#### DATA SECTION

= = = = = = =

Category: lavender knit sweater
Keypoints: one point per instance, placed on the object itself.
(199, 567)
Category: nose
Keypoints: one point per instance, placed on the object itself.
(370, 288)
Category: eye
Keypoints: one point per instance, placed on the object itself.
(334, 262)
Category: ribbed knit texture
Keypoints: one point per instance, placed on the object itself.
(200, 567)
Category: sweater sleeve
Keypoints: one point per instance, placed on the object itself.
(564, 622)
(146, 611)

= = = = = = =

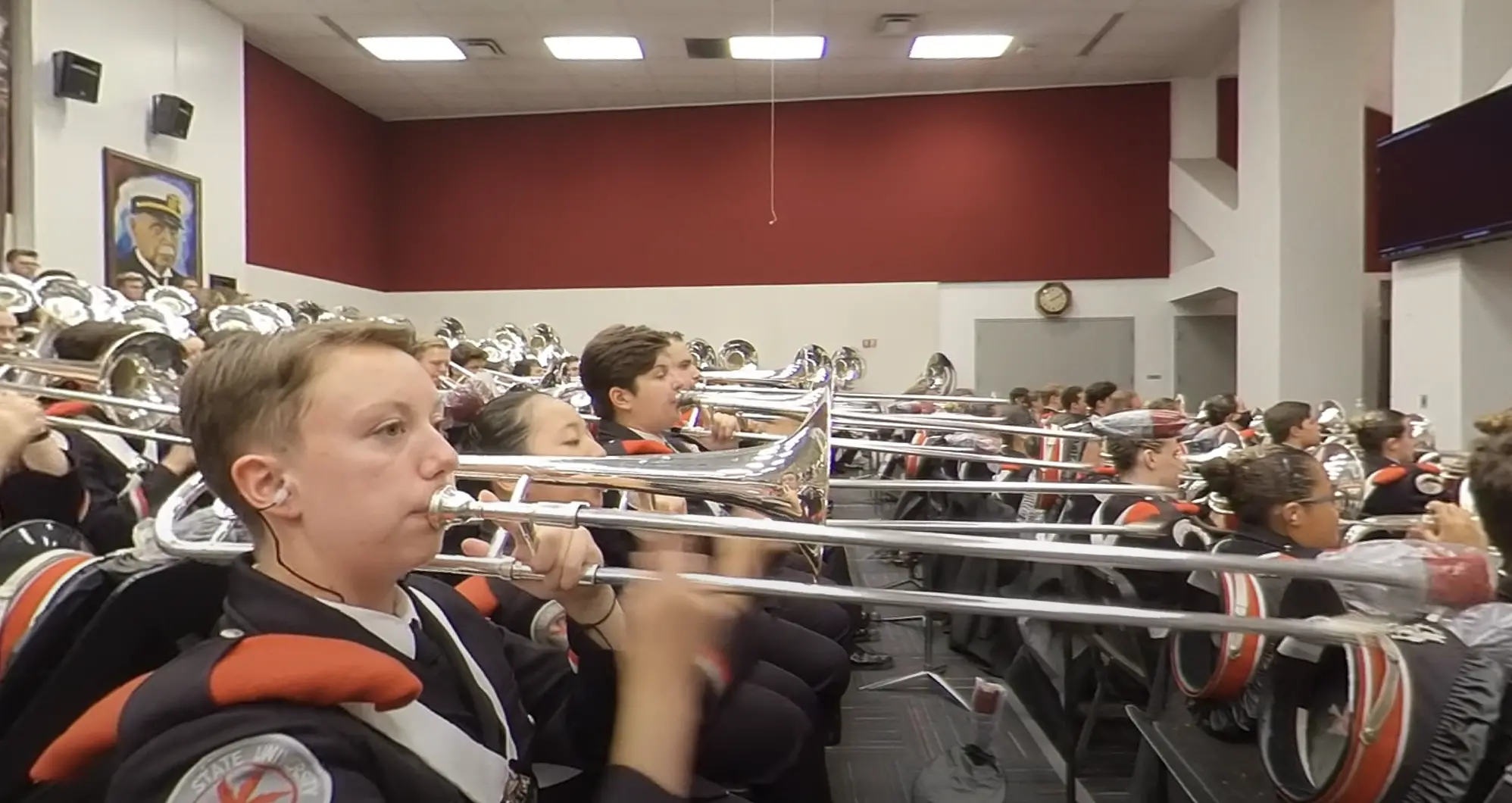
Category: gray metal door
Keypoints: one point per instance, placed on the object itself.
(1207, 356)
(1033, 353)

= = = = = = =

#### WHAT THIS TASK INVOLVES
Copy out every line from the one containing "Category: gray metal door" through the one containing "(1033, 353)", and add 17 to each coordinate value in the points along the way.

#### EXERCISE ANSWER
Category: gray metal door
Keypoints: one point per instance, placed on the object itself.
(1224, 373)
(1050, 370)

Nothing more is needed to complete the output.